----- EXTRACTED ENTRIES -----

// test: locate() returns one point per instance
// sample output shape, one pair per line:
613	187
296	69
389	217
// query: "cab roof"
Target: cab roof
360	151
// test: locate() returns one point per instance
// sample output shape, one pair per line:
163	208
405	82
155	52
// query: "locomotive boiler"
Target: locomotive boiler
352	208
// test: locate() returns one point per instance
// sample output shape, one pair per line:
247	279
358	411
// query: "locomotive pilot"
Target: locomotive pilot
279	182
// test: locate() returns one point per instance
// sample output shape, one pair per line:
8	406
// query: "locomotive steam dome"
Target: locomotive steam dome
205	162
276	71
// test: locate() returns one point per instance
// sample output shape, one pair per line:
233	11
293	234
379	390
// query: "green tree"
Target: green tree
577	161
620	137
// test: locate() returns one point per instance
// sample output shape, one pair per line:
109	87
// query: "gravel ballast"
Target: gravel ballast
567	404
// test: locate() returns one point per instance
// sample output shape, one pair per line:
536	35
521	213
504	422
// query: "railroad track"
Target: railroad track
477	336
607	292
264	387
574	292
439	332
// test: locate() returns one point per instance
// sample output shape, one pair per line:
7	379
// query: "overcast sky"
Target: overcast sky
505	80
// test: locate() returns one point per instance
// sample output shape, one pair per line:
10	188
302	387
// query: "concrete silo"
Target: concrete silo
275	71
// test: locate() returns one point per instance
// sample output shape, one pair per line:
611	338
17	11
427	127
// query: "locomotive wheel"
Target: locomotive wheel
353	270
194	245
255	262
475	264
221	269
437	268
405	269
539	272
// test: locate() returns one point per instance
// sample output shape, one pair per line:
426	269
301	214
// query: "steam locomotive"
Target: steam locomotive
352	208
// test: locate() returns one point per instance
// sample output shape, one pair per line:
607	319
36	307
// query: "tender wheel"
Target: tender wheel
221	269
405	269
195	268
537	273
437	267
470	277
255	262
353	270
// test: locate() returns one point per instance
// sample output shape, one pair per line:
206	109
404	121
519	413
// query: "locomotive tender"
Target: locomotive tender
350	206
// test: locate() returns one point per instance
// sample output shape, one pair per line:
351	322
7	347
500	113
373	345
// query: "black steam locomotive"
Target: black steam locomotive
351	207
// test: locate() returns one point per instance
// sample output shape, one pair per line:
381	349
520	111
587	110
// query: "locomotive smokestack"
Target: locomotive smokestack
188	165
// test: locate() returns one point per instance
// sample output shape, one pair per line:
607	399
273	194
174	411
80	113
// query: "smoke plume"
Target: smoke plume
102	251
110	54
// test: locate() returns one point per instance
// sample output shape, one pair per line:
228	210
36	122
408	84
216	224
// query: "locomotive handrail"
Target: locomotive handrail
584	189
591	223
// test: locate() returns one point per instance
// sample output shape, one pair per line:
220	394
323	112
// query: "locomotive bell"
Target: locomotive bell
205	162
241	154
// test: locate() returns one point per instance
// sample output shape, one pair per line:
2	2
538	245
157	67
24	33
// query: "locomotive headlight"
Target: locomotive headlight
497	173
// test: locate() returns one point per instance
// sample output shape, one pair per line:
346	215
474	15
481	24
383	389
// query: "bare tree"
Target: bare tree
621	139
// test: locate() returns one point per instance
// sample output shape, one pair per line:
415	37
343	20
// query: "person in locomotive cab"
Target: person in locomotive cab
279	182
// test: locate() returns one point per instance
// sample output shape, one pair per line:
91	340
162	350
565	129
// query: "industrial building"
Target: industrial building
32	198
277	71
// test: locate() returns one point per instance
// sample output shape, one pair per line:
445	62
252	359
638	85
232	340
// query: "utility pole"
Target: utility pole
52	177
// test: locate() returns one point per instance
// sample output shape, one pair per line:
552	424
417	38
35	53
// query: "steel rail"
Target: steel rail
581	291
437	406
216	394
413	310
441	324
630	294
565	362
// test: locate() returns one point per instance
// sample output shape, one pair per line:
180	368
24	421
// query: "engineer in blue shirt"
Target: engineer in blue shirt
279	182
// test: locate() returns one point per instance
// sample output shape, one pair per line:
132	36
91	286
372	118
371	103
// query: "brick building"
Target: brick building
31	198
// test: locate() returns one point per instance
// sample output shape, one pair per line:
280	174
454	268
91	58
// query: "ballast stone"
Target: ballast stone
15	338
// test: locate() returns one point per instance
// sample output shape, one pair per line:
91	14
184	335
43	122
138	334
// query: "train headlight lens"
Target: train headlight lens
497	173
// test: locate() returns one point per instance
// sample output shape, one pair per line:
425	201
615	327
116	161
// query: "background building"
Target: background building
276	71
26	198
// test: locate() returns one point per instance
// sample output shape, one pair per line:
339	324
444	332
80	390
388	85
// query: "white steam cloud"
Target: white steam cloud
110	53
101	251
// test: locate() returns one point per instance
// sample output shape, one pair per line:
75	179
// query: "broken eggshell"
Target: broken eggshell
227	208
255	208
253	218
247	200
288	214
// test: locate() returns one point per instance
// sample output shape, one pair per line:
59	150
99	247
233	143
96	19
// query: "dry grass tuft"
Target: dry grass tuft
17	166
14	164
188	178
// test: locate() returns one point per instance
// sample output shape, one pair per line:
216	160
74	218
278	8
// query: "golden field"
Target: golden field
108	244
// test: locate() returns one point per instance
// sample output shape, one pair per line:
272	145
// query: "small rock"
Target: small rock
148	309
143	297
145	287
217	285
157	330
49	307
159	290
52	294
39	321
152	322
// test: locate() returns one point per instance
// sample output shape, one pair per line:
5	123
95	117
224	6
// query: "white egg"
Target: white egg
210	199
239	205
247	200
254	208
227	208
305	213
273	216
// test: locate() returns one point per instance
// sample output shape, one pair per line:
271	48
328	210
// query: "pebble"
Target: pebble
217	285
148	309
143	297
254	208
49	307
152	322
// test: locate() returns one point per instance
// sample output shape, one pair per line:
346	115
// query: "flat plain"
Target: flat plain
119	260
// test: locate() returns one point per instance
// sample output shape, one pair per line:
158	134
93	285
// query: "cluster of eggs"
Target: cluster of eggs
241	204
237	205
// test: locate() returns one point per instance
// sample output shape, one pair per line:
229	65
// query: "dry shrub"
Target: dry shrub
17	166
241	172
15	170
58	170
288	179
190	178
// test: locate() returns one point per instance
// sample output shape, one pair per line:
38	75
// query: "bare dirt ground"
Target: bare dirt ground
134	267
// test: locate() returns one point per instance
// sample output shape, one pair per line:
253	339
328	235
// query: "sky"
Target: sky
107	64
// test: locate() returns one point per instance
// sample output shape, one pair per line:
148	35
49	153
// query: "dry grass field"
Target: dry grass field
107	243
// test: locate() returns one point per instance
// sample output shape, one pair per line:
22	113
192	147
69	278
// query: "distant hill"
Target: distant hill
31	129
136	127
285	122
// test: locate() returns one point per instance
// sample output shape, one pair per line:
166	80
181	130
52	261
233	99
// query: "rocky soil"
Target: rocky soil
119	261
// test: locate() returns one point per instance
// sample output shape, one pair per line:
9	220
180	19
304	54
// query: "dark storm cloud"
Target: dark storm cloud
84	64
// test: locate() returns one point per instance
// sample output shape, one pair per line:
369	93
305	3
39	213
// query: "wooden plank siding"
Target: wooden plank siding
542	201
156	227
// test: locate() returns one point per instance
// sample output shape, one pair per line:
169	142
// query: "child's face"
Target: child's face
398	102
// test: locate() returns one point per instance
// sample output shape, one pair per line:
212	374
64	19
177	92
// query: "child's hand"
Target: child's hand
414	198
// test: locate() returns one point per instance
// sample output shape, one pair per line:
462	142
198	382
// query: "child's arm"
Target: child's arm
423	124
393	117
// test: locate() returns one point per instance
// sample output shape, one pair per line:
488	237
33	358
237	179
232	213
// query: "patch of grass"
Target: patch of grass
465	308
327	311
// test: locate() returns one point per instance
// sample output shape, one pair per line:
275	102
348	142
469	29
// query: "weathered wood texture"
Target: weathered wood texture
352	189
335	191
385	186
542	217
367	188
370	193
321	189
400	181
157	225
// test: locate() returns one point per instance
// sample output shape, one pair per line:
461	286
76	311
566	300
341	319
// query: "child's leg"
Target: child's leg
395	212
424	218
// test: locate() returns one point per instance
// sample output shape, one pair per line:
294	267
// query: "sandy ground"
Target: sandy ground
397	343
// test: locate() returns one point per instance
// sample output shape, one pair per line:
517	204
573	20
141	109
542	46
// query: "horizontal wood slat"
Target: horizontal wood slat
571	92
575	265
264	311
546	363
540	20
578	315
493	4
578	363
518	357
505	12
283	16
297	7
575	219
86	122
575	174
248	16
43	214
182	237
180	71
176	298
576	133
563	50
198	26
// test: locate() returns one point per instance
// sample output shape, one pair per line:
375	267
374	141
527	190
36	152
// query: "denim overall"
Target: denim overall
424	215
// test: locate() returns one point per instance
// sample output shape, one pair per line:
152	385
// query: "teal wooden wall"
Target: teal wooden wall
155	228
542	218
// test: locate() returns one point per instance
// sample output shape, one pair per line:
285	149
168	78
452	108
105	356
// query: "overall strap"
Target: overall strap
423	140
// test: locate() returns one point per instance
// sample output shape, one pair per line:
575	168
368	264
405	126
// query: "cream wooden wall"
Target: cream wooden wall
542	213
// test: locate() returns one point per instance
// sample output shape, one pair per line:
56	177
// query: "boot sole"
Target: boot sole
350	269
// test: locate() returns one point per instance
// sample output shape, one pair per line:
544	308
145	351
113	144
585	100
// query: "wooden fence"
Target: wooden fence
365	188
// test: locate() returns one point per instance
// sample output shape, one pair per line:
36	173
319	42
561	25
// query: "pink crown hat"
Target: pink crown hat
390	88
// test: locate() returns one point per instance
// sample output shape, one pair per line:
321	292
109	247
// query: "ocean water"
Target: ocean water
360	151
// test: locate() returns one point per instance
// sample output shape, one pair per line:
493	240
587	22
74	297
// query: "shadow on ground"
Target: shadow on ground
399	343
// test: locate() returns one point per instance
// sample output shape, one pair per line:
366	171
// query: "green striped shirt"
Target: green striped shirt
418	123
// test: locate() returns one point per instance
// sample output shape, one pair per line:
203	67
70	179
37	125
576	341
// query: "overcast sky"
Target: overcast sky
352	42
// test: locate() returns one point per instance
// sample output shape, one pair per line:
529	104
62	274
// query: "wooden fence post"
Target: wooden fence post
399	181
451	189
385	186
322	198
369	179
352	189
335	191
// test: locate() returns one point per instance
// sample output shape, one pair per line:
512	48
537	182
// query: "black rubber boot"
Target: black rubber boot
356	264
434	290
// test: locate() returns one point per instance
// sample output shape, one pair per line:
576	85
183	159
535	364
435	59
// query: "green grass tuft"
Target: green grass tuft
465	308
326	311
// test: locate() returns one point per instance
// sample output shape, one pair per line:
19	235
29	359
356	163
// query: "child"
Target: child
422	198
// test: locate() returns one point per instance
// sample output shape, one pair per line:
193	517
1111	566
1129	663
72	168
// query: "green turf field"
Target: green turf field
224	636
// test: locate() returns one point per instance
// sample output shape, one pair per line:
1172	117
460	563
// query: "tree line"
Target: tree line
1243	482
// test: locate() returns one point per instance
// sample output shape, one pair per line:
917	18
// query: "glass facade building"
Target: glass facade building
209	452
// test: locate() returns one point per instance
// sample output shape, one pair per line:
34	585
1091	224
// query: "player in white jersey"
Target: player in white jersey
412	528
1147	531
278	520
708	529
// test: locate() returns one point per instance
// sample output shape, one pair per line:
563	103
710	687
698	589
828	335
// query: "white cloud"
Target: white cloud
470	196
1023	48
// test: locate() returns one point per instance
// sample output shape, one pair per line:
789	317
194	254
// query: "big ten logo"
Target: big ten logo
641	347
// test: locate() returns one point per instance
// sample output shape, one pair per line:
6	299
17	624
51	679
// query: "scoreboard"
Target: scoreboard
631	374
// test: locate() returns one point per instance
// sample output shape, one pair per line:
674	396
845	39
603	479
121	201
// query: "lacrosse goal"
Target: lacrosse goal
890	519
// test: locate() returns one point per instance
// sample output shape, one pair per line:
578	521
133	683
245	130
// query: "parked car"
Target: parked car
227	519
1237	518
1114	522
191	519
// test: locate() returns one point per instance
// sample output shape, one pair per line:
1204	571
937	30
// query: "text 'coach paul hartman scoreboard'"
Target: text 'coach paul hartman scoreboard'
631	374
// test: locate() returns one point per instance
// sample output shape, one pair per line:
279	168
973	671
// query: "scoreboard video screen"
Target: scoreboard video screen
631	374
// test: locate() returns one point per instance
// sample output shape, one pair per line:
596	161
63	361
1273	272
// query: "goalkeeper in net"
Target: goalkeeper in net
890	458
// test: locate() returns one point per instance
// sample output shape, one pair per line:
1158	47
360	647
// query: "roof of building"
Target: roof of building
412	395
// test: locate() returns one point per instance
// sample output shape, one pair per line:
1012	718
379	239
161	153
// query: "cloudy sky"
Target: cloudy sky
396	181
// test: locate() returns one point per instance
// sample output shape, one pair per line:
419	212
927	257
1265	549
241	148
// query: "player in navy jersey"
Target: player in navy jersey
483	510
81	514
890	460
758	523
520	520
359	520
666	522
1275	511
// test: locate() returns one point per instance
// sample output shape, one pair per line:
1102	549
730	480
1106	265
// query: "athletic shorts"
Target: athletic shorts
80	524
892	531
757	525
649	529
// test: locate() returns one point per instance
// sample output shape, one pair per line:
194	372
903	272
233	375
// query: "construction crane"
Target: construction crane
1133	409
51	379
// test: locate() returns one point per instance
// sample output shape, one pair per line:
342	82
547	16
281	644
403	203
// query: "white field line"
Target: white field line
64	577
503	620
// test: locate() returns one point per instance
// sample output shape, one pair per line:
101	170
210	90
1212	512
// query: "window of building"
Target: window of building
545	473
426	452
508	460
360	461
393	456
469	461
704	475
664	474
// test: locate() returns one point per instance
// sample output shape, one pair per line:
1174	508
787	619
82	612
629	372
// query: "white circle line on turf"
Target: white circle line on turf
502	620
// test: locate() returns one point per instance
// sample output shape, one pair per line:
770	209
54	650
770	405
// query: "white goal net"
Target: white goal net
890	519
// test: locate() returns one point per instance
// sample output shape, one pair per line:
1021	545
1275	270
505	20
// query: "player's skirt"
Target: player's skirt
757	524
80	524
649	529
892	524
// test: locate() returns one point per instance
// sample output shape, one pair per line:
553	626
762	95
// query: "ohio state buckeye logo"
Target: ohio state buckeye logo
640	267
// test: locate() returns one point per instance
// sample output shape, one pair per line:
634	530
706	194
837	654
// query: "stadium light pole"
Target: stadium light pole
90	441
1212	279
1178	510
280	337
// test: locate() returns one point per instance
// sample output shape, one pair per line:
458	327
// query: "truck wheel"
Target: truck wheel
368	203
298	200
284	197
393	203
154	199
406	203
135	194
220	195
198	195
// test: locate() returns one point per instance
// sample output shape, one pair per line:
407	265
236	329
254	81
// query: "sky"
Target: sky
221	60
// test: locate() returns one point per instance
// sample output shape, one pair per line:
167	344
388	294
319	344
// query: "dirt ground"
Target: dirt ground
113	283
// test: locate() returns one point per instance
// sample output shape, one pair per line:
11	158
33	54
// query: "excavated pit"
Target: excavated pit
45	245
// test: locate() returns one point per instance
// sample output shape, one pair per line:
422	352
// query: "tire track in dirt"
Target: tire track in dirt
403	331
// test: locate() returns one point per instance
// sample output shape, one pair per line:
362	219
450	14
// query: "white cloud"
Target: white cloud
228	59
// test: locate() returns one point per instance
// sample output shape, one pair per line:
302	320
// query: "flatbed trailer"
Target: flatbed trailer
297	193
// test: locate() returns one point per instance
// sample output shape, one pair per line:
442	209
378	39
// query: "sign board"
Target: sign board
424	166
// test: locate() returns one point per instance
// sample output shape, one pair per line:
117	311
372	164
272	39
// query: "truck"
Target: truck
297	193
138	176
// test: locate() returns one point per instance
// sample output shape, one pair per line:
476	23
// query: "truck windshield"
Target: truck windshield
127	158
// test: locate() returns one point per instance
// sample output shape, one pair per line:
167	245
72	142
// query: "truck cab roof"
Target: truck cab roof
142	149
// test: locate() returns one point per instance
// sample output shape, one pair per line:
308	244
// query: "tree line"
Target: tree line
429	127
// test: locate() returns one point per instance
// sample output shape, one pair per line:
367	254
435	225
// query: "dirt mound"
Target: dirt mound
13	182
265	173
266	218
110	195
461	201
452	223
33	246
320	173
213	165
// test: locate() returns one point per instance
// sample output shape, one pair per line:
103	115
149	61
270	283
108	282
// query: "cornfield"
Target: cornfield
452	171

-----

#### EXERCISE REQUIREMENTS
Locate every line above that contains the string "roof" and copy each one out, treating uppercase and lowercase as different.

#### RESPONSE BELOW
// query: "cab roof"
Target: cab roof
// query: "roof of building"
Target: roof of building
// query: "truck cab roof"
Target: truck cab roof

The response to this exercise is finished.